Requirements
Reproduce the lines below, from the line containing "I would be grateful if you could indicate the sky" through the final line, renaming "drainpipe" as "downspout" and leaving everything else unchanged.

Information shown

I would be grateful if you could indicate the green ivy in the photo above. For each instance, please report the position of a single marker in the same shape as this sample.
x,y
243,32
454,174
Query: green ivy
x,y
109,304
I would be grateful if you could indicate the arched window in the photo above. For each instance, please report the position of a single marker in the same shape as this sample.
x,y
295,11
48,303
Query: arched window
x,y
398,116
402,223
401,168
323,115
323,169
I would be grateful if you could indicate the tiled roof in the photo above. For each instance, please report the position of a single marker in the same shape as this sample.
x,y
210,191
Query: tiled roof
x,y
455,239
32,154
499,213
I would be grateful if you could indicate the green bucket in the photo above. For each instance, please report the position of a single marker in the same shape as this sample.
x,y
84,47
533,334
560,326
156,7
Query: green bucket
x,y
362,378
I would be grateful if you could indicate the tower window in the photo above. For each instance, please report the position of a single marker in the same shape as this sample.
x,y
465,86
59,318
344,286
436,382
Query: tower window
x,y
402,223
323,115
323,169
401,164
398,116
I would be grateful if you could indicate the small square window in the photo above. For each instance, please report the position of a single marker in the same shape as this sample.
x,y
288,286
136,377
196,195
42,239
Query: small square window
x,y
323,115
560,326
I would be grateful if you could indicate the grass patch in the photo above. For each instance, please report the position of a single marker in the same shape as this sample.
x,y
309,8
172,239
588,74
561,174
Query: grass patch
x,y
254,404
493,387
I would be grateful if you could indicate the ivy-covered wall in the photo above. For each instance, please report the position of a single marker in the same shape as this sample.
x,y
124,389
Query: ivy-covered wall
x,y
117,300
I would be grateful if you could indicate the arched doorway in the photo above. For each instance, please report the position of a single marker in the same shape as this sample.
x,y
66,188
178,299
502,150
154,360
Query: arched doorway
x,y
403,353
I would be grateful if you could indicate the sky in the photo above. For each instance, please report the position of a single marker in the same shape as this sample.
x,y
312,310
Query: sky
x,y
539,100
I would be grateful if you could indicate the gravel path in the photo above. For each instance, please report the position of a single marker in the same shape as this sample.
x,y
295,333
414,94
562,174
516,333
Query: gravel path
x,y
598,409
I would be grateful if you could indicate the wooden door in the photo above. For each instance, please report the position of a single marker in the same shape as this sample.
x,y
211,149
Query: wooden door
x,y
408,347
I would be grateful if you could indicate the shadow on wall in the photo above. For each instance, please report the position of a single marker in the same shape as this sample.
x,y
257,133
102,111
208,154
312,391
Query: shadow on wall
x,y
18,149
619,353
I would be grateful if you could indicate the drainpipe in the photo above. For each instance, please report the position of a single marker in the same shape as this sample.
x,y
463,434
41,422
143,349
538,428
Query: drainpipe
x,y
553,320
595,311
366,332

Task response
I would be grateful if you could indicate the sky in the photo above. For each instance, please report the position of a single marker in the same shape as this sample.
x,y
312,310
Query: sky
x,y
539,100
I would be grateful if you could indicate the gravel path in the photo above. For each instance, please report the position of a single marker in the same shape as this sample.
x,y
295,333
414,94
562,174
516,333
Query: gravel path
x,y
598,409
I would be grateful if you could indicate the wooden door in the photo above. For each instance, please report the position of a single marker in the same shape as this sample.
x,y
211,149
Query: wooden door
x,y
408,347
I would be grateful if you could indicate the shadow on wall in the photo above. For each instance, please report the position of a single marker in the same shape as this sample.
x,y
257,133
102,111
208,154
312,391
Query: shadow on wall
x,y
18,149
619,353
I would be grateful if you could indicate the downspout in the photo above. For each instance, please report the position of a single marker in the same shape as this sample.
x,y
463,434
41,422
143,349
538,428
Query: downspout
x,y
553,320
595,311
366,332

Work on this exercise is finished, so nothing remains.